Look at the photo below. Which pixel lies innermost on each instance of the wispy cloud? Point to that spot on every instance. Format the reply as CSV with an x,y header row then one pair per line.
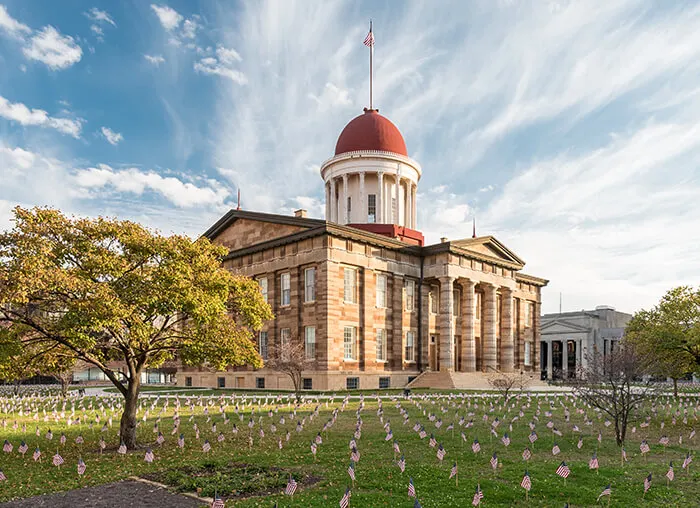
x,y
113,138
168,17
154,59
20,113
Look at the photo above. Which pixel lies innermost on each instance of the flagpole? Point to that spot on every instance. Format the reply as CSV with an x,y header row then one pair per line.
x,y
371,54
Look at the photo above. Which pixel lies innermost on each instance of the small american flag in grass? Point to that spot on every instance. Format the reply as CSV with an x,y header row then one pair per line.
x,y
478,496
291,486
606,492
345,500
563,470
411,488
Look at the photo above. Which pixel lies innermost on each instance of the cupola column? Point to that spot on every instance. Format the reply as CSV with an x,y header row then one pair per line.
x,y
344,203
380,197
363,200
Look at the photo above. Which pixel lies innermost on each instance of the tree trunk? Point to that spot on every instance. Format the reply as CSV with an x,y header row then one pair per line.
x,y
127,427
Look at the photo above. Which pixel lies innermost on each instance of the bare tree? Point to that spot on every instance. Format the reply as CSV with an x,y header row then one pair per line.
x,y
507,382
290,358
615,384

# THE PROBLEM
Lay out every line of the data above as a numbered list, omitting blank lines and leaving out the pictures.

# SOLUTION
1. Look at the photo below. Which pixel lies innermost on each instance of the wispy cloud? Point to that spot on every instance. Format the reply as CSV with an x,y header row then one pair per line.
2. x,y
3. 113,138
4. 168,17
5. 154,59
6. 20,113
7. Look at the photo above. Which pixel lies innermost on each instance of the flagpole? Point to that spot on every instance. Format the reply as CSV with an x,y header row then one pair per line.
8. x,y
9. 371,54
10. Look at the photo above. Which pixel lies innermost on each instance of the small american flag in grass? Point to that spot on every instance. Format the reply as CSV with an x,y header row then one pair per line.
11. x,y
12. 478,496
13. 291,486
14. 606,492
15. 345,500
16. 563,470
17. 411,488
18. Look at the photo above. Which pixel lies innermost on each instance of the cupola column? Point to that spot on every instance. Format the reply as CSV with an x,y header row then one pair per line.
19. x,y
20. 344,203
21. 380,197
22. 363,200
23. Look at the photo above. Which pixel lies innermost on each instance of the tree trunk? Point to that spot on every instance. Format the reply as CSV with an x,y header row then one pair per line.
24. x,y
25. 127,427
26. Look at the photo above. Which pixel lies innermost on each instance of the bare tree? Point to that spot on every instance. Format the reply as CSV with an x,y header row then one pair per line.
27. x,y
28. 507,382
29. 290,358
30. 615,384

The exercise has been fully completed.